What is asked:
#1 In the stretch of the article on Brian Matusz from "Matusz mum about" through "the 2010 schedule.", swap "Starbucks" for "the corner diner" and give that passage again.
#2 According to the article on Brian Matusz, how many consecutive losses did he run off during the 2010 season?
#3 Extend the article on Brian Matusz past its final sentence.

Page:
Matusz mum about his expectations for season

February 22, 2011|Peter Schmuck

SARASOTA, Fla. — — Brian Matusz doesn't want to get ahead of himself, which is why he smiles and plays it coy when you ask him about his expectations for the 2011 season.

He knows that preseason expectations and three bucks will get you a nice cup of coffee at Starbucks. That was the lesson of last spring.

Matusz was supposed to be one of the leading candidates for the American League Rookie of the Year Award, until he and just about every one of his teammates walked off a cliff at some point during the absolute trainwreck that was the first half of the 2010 schedule.

He won his first two decisions and then did not register another victory until July, running off a string of nine consecutive losses and winning just once between April 18 and Aug. 4.

"You never want to have failure like that,'' he said on Tuesday, "but if it happens to you, you've got to learn from it."

Of course, you can't learn how not to have one of the top leadoff hitters in the game (Brian Roberts) fall off the map because of a lower back injury. And you can't learn much from losing your projected closer (Michael Gonzalez) early or watching one of your supposed heart-of-the-lineup sluggers (Garrett Atkins) forget how to hit.

Data records:
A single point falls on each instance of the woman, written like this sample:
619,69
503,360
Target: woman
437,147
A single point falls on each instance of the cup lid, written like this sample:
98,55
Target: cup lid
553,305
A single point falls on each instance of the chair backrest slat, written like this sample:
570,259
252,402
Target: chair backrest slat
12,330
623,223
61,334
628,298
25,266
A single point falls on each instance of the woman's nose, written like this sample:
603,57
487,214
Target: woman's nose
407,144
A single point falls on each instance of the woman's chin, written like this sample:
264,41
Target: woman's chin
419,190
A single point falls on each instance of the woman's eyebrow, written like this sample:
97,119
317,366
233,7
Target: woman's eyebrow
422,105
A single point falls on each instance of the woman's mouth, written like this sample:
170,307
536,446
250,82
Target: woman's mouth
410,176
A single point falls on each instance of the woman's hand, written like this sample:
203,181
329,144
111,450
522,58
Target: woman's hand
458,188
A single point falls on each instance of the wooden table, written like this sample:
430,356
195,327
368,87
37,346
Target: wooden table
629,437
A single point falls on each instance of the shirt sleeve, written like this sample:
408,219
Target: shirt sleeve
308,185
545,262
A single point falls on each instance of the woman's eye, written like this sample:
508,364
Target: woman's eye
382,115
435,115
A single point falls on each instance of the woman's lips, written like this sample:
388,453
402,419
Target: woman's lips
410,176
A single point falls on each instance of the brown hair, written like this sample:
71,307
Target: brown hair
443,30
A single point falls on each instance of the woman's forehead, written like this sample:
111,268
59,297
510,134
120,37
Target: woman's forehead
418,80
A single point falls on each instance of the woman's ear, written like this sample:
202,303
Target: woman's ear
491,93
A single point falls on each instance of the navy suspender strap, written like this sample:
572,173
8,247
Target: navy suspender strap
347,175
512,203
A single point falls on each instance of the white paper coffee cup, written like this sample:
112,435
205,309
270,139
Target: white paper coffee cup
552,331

Task responses:
#1
Matusz mum about his expectations for season

February 22, 2011|Peter Schmuck

SARASOTA, Fla. — — Brian Matusz doesn't want to get ahead of himself, which is why he smiles and plays it coy when you ask him about his expectations for the 2011 season.

He knows that preseason expectations and three bucks will get you a nice cup of coffee at the corner diner. That was the lesson of last spring.

Matusz was supposed to be one of the leading candidates for the American League Rookie of the Year Award, until he and just about every one of his teammates walked off a cliff at some point during the absolute trainwreck that was the first half of the 2010 schedule.

#2 Nine.

#3
What you can do — if you're a hot prospect like Matusz — is close ranks with your pitching coach and your similarly struggling rotation mates and try to turn an extremely negative situation into something you can build on.

Everybody knows what happened after that. When Matusz defeated the Los Angeles Angels in Buck Showalter's second game as Orioles manager, he helped spark a personal and team-wide turnaround that almost defied explanation.

Matusz gave up a run on seven hits over six innings that night to follow up a strong performance by Jeremy Guthrie, and the O's went on to win eight of their first nine games under Showalter. The dramatic turnaround carried through to the end of the season, and Matusz led the way with a 7-1 record and 2.18 ERA. He gave up one earned run or fewer in eight of his final 11 games, almost all of them against contending teams.

So, other than the managerial change, what accounted for such a dynamic change of personal fortune?

"There were some mechanical things I had to work out,'' Matusz said. "You're going to go through physical slumps, but you've got to gain the confidence that you can win even when you don't have your best stuff."

The credit is easy enough to spread around. Pitching coach Rick Kranitz gets his due for keeping all the young starters focused on what they needed to do to continue their development. Showalter deserves some love for — almost inexplicably — establishing a winning attitude in record time. The law of averages probably played a role, too, since a pitcher as talented as Matusz wasn't going to stay down forever.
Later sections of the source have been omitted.